GOAL — Pick out each line in the listing below that contains the word "with" and copy it out in full, matching case exactly.

DATA EXTRACT —
○ ○ ○ ○ ○
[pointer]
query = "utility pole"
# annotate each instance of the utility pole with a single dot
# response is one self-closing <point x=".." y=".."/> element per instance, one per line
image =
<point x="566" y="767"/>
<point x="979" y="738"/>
○ ○ ○ ○ ○
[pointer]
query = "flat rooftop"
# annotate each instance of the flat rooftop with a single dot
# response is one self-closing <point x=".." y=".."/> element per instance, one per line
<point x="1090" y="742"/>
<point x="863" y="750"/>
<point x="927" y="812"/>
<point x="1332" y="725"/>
○ ○ ○ ○ ○
WORKED ANSWER —
# annotate each instance of the utility pole with a single dot
# annotate each instance of the flat rooftop with a single dot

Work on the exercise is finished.